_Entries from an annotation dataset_
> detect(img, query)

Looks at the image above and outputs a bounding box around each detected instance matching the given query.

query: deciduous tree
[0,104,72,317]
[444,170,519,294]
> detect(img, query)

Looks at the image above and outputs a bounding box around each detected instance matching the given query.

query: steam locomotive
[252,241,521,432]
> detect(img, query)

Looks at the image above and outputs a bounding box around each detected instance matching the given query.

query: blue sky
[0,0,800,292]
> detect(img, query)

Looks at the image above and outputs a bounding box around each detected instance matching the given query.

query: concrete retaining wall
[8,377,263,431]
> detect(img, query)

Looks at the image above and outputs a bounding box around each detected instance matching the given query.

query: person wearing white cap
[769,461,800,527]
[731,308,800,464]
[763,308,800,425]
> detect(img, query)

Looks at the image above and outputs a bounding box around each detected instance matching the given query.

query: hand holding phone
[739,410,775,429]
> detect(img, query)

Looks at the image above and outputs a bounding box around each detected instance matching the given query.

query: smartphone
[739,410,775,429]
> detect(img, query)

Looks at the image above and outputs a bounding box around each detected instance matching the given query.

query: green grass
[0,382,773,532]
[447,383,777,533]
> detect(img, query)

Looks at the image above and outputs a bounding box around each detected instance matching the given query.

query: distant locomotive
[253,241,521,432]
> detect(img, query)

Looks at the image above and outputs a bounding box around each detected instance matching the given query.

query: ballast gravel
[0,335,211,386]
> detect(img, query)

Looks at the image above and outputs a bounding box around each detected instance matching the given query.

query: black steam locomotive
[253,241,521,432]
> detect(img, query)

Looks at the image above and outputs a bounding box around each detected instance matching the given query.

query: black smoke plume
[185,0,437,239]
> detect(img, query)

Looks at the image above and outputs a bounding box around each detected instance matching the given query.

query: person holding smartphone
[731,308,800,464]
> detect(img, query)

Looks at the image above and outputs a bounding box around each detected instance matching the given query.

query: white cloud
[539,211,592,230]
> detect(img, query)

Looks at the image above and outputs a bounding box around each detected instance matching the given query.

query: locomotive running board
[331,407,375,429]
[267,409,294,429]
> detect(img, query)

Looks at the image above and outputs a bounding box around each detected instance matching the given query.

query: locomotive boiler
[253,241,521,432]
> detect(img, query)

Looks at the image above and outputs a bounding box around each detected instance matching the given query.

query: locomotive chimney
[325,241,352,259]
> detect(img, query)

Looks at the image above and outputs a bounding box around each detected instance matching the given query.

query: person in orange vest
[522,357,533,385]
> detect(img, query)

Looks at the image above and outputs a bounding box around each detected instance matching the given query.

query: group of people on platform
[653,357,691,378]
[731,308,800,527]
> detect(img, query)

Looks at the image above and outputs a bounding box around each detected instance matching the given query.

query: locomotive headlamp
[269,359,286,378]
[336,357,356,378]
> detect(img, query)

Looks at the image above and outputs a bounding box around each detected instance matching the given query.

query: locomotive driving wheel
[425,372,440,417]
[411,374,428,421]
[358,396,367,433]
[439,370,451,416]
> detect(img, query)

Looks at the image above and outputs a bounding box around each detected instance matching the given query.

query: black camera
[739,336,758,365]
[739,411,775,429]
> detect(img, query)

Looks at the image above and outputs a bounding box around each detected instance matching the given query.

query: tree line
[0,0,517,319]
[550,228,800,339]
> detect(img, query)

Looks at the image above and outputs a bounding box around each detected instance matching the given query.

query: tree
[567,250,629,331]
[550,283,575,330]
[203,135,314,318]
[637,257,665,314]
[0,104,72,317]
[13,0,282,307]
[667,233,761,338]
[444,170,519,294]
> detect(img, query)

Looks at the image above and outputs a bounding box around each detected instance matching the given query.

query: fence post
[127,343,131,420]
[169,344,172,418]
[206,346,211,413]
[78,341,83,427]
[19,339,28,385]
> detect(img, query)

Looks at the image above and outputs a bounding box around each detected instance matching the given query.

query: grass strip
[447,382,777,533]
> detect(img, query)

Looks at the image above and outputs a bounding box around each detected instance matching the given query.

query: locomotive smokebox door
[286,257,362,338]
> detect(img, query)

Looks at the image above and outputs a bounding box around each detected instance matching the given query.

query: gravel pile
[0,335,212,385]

_Objective_
Give back all of the entries above word for word, changing nothing.

_Reply to the exercise_
> detect(img, query)

Looks at the image above and outputs a bounding box around each detected instance matching the given query.

query: deciduous tree
[0,104,72,317]
[444,170,519,294]
> detect(img, query)

Looks at the image above and outputs a bounding box around each detected instance matching the given query.

query: steam locomotive
[252,241,521,432]
> detect(img, query)

Looks at the image above and outputs a bounding box around each detected instance matching the given query.

query: blue sky
[0,0,800,292]
> detect(img, query)

Looks at the image above and outputs a bounding box around each detected instance matching the given query.

query: concrete retaining wall
[8,377,263,431]
> detect(img, query)

Looks at the image above and outputs a bounding box around each detected instance matching the given query.

query: person wearing white cap
[769,461,800,527]
[731,308,800,464]
[763,308,800,425]
> detect(img, query)

Looks at the image above and outputs a bounding box around each detected instance matching the given query.

query: hand holding phone
[739,410,775,429]
> detect(img, query)

Looks at the image above and outputs a bounding box around each detected instance matching the given query.

query: smartphone
[739,410,775,429]
> detect(img, query)

Looks at the image above and outputs a bounding box around each detected instance matching the given query.

query: green grass
[0,382,773,532]
[447,383,777,533]
> detect(img, query)

Looks at the image above and outputs a bounding box around each detected instance matching the given query.

query: distant locomotive
[253,241,521,432]
> detect(img, query)

Looks at the image above and outputs a bounding box around each detected instance matching the given query.

query: ballast gravel
[0,335,211,386]
> detect(img, query)

Looks at the image above and outputs a bounding box around each detected instance matching the given query.

query: black steam locomotive
[253,241,521,432]
> detect(img, query)

Looks at the image above and outputs a bounding box around each detected instance matching the given query.

query: black smoke plume
[185,0,437,239]
> detect(img, query)

Looks at the image above and outputs a bounding box around each detected instance matching the given query.

query: person holding smartphone
[731,308,800,464]
> detect(img, query)

Looks at the image above and outputs a bounding box around each detected instance matching the given query.

query: white cloud
[539,211,592,230]
> detect(img, query)

Looks at the image above and outputs a bounding box around each detected instance matching the given query.

query: locomotive running board
[331,407,375,429]
[267,409,294,429]
> detect(img, query)

Looks at the image above and outputs a bounding box around each detected instance matching the given query.

query: locomotive boiler
[253,241,521,432]
> detect(img, query)

Looks at the image above and outputs a bounding box around each detected instance matching the given query.

query: locomotive chimney
[325,241,352,259]
> detect(img, query)

Looks at the image above and outputs a bounding box around each detected instance matching the given query.

query: person in orange vest
[522,357,533,385]
> detect(img, query)

Looks at the image above and outputs a bounding box around each detected instance matching the given query.

query: group of people on platform
[653,357,691,378]
[731,308,800,527]
> detect(img, query)

Looks at the image above and outputs a bounding box around each detected instance matching the given query.

query: locomotive headlamp
[269,359,286,378]
[336,357,356,378]
> detect(img, query)

Looks at the image above and outputs a bounding box around each detected instance matching the given query.

query: locomotive driving wheel
[425,372,440,417]
[411,374,428,421]
[358,396,367,433]
[439,370,451,416]
> detect(img, query)

Looks at the image above and outputs a bounding box around each detected instance matching the given query.

query: black camera
[739,336,758,365]
[739,411,775,429]
> detect(img, query)

Looks at the image above and outputs a bounding box around each detected instance matching the given query.

query: tree line
[0,0,517,319]
[550,228,800,339]
> detect(img, query)

Looks at the image above and outputs a bounding box around each detected instance matching the given query.

query: tree
[567,250,629,331]
[550,283,575,330]
[203,135,314,318]
[637,257,665,314]
[0,104,72,317]
[13,0,282,307]
[667,233,761,338]
[444,170,519,294]
> detect(img, query)

Looks at the image above and outputs a bounding box around each detected instance matching the given query.

query: fence post
[127,343,131,420]
[169,344,172,418]
[206,346,211,413]
[78,341,83,427]
[19,339,28,385]
> detect(img, query)

Looks at the image above and outputs a bounding box around each detected instance matching the given query.

query: grass strip
[447,382,777,533]
> detect(img, query)

Looks at the image above and outputs a bounding box around each detected instance matching the given query.

query: locomotive smokebox door
[286,257,362,338]
> detect(img, query)

Looks at the image above and outputs a bounding box around each detected instance matching the given query.

query: gravel pile
[0,335,212,385]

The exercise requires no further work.